_Goal_. Could you write out every item below word for word, line by line, leaving out the pictures?

[Point annotation dataset records]
◆ ◆ ◆
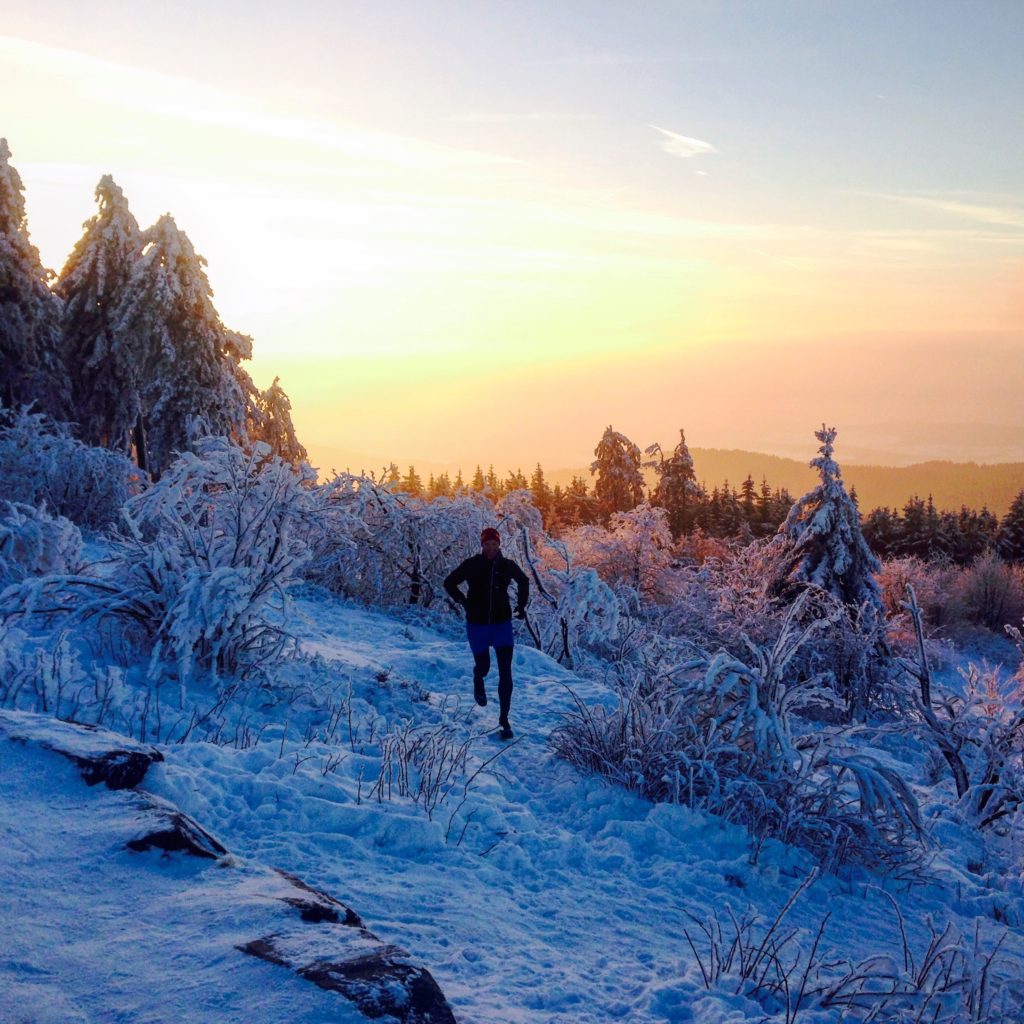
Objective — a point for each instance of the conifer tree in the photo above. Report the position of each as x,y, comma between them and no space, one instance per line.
620,481
677,489
542,493
274,425
412,483
882,530
826,547
31,358
1011,536
192,383
102,368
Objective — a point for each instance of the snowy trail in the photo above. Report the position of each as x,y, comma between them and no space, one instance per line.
567,899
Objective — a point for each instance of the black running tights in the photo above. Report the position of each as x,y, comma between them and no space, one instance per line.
481,666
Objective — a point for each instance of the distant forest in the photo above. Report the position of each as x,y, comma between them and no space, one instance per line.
126,348
752,510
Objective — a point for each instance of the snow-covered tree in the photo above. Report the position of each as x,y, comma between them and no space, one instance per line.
202,578
42,465
1011,536
192,382
274,425
677,492
31,364
825,546
633,555
103,369
620,479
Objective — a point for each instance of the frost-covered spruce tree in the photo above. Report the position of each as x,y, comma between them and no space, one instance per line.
103,369
274,424
1011,536
31,365
192,383
825,546
620,480
677,492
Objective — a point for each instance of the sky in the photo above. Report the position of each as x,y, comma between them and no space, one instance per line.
481,232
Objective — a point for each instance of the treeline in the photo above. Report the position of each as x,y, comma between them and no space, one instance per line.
125,343
754,511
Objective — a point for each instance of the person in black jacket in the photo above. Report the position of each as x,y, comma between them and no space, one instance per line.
488,616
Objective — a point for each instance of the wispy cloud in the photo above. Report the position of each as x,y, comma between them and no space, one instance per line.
1005,216
683,145
539,116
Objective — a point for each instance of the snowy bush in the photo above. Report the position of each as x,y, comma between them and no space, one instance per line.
730,736
383,547
634,555
951,979
202,579
992,592
42,464
34,543
979,733
50,678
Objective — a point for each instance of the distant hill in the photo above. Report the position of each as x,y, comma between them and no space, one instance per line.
950,483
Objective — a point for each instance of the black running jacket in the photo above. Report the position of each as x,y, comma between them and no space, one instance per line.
488,579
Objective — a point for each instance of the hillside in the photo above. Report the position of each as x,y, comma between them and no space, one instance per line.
950,483
530,893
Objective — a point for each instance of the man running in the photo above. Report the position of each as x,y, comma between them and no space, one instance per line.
488,616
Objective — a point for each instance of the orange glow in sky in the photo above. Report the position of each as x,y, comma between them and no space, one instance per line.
488,250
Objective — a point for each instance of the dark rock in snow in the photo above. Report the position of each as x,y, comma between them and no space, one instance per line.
316,906
380,980
100,755
327,943
178,835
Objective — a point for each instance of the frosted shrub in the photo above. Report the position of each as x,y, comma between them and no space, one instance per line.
634,554
383,547
42,464
992,592
386,548
203,576
729,736
951,978
34,543
935,586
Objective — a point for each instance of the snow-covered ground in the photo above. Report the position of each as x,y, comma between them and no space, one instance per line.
542,896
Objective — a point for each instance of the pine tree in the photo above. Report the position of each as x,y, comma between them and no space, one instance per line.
1011,536
749,500
190,381
542,493
826,546
31,358
882,530
274,426
103,370
677,489
620,481
412,483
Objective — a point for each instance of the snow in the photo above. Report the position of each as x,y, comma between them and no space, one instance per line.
543,897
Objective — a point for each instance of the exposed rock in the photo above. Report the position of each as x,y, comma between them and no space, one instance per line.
100,755
377,977
316,906
326,943
177,835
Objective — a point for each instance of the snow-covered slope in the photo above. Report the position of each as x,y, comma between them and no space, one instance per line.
530,894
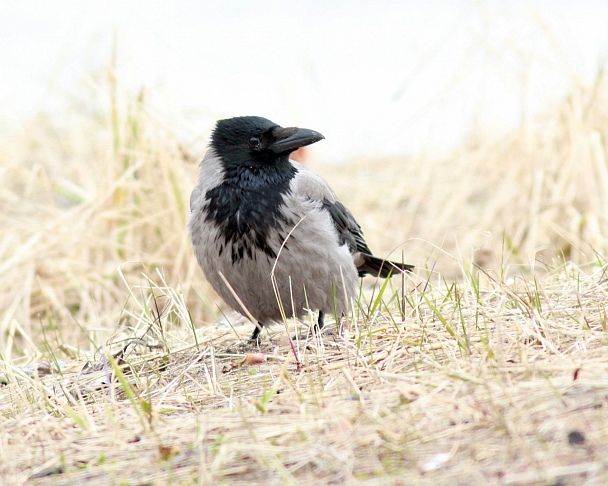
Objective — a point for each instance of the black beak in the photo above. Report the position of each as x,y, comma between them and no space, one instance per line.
290,139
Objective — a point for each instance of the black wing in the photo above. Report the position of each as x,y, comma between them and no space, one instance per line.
351,234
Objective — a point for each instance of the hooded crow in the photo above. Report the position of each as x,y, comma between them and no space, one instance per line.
269,234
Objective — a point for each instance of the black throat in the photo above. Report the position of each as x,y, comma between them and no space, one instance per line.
246,206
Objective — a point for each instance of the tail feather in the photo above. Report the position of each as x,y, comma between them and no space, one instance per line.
381,268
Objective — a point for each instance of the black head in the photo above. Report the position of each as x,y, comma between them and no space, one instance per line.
255,141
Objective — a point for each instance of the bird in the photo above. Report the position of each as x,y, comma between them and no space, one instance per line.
270,235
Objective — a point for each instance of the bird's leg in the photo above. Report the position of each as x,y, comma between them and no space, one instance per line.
321,322
256,333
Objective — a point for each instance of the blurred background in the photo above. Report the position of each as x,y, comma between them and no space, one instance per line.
460,134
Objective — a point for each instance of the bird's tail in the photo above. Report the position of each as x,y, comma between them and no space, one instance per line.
381,268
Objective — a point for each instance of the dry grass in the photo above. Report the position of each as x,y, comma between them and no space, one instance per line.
460,375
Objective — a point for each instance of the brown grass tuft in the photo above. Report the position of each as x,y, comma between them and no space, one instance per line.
488,366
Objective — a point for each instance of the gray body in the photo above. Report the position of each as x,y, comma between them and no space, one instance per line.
312,270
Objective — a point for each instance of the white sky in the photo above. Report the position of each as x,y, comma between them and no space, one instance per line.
372,76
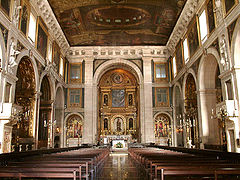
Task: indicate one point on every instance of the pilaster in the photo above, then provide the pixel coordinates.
(147, 125)
(88, 128)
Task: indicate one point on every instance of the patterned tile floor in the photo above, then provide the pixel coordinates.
(119, 166)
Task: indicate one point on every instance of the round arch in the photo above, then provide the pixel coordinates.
(208, 91)
(72, 142)
(58, 115)
(33, 61)
(51, 82)
(111, 64)
(192, 72)
(163, 139)
(129, 66)
(178, 110)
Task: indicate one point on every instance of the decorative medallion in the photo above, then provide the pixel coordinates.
(117, 78)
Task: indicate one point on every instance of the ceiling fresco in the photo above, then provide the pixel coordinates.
(117, 22)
◆ ◆ ◆
_Completed exercise_.
Objective — a point for each instance of the conifer tree in the photo above. Report the position of each as x,y, comma between them and no space, one instance per line.
620,481
677,489
542,493
274,425
412,483
882,530
826,547
31,358
1011,536
192,383
102,368
Objective — a point for each instance of the snowy trail in the photo above. Report the position of each as x,y, comma between them and no space, one instance per line.
567,899
Objective — a point for each instance of the black running tights in the photo above. Report the position of each as x,y, comma between them and no space, one instance per line.
481,666
Objective — a point for each instance of the distant forest in the photo above. Report the position of each as x,y, comma between them and no space, one instance per line.
126,348
752,510
Objective — a point for each instance of the snow-covered tree in the photo above. Report the position of each as x,y, comma between them and no space, one instance per line.
202,578
42,465
1011,536
192,382
274,425
677,492
31,364
825,546
633,555
103,369
620,479
Objective — a point for each instance of the frost-covered spruce tree in the photo above. Report the position of each as x,y, comma between them and no space, one instance per line.
103,369
274,424
1011,536
31,365
192,383
825,546
620,480
677,492
Objective — a point for each instance of the sky in the photo above. Report the position of each as x,y, comma between them and no space, one instance per line.
481,232
Objective — a point for each instance of the treeline in the photo above. Report the position of each as x,y, comma between them and no space, one instance per line.
125,343
754,511
Objective — a point for each instance of the person in black jacket in the photo above. Report the position of each as x,y, comma between them and no space, one instance per line.
488,616
Objective — a point for each instance of the wispy cloud in the photo above. Report the position of each as x,y, comma between them and no space, one instance per line.
1005,216
683,145
539,116
Objective — a point for each instance of the snowy bush in the photo above. Report the position of each as x,y, comma between them and no space, one instance per line.
730,736
383,547
634,555
951,979
202,579
992,592
42,464
34,543
979,733
50,678
Objective — a point for each instance of the distant hill in the photo above. Report the position of each as x,y, comma between them and no space, one instance per line.
950,483
Objective — a point for each instance of the black running jacket in the photo above. Report the position of each as x,y, comma between them and no space, one instance per line.
488,579
Objective — a point for each instance of the hillside in the photo above. Report the position of each as x,y, comma between them and no space, one instance per line.
950,483
530,893
Objective — a point for each instance of the man running in the photo above. Report the position of each as x,y, comma between them and no space, one instance per line.
488,616
Objective — a point for each instance of the orange glow in sky in the photo above. Report the position of each as x,y, comma between them and no space, one instance per line.
488,250
Objective — a point for each instance of the dark rock in snow in the photo above. Report the position of each as x,y, comma between them and no space, one instance per line.
316,906
380,980
100,755
327,943
178,835
Objective — a point for each instance of the frosted shrub in the photo above. Report the position of each as x,y, comma between them and no space, one instance per line.
634,554
383,547
42,464
992,592
386,548
203,576
729,736
951,978
34,543
935,586
Objective — a point for each instance of the snow-covered ground in the photo above. Report the position of each as x,y, comma between them and no space, one instance per line.
542,896
Objective — a point for each instance of the pine tree in the photo above. Report the position of each as x,y, comma between them and no space, one instance per line.
1011,536
749,500
190,381
542,493
826,546
31,358
882,530
274,426
103,370
677,489
620,481
412,483
Objective — a point for each instance of the snow in the photo above. Report the position of each as x,y, comma between them and no space, one instance per line.
543,897
Objective — a point for each instance of the exposed rock in the photo above. Report the position of each as x,y, comma between them and no space, one instance per line.
100,755
377,977
316,906
326,943
177,835
Objective — a point for each instance of the snow-covered slope in the photo above. Report the position of each as x,y, comma between them and no space, one instance per line.
530,894
Objective — a point for each instance of the black beak in the photo above. Report the position of each as x,y, comma between them and no space, one instance per line.
290,139
Objective — a point for each instance of the black wing in the photo above. Report the position of each as x,y, comma between them and no space, one instance per line.
351,234
Objective — a point for each instance of the hooded crow in the photo above. Report the position of each as x,y, comma between them and no space, one instance per line.
269,234
Objective — a point for each instance of the black throat in the photo above. Report the position of each as x,y, comma between them and no space, one instance per line.
246,206
Objective — a point for each instance of the tail feather in the photo above. Report the position of each as x,y, comma between them and no space, one instance per line.
381,268
Objective — a point for each instance of the black head in the photo above. Report the position of each as x,y, comma between them and no space, one instance per line.
255,141
Objective — a point for each instance of the bird in the photo above. Report the position of each as x,y, comma between them and no space, one instance per line.
270,235
Objective — a point for each instance of the bird's leg in the photo above. Report the position of each as x,y, comma between them and no space, one instance per line.
321,322
256,333
Objective — a point for each instance of the blurred background in the photo above. Report the position of each as x,y, comma between them and no space, one instance per line.
460,134
Objective — a point for each instance of the bird's tail in the photo above. Report the position of each as x,y, comma between them and no space, one instance per line.
381,268
Objective — a point for each instance of the dry grass in the photo above. Report the position of each as x,y, comma between them and no space, one instance per line.
460,375
Objective — a point for each instance of the brown grass tuft in the photo above. Report the position of each as x,y, comma between them and no space, one instance per line.
488,366
Objective — a point for each instance of the gray body in the photo above. Report the position of each as x,y, comma between them and no space, one instance per line.
312,270
Objective — a point for each instance of the white sky in the photo above. Report the position of each as x,y, comma between them and no space, one instance per line.
372,76
Task: indicate one point on every instance of the pilaster in the photo above, then provide the pixel coordinates.
(147, 125)
(88, 128)
Task: indicate one point on every instance of the patterned tile floor in the photo above, then provide the pixel coordinates.
(119, 166)
Task: indicate one point on every instance of the round arch in the photo above, then provide the pixel coordinates.
(208, 91)
(72, 142)
(58, 115)
(33, 61)
(51, 82)
(111, 64)
(192, 72)
(163, 139)
(129, 66)
(178, 110)
Task: indicate one point on every instance of the decorative medallion in the photo above, then provide the pixel coordinates.
(117, 78)
Task: indicate one point on every instance of the ceiling fresco in the photo above, then provide the pixel coordinates.
(117, 22)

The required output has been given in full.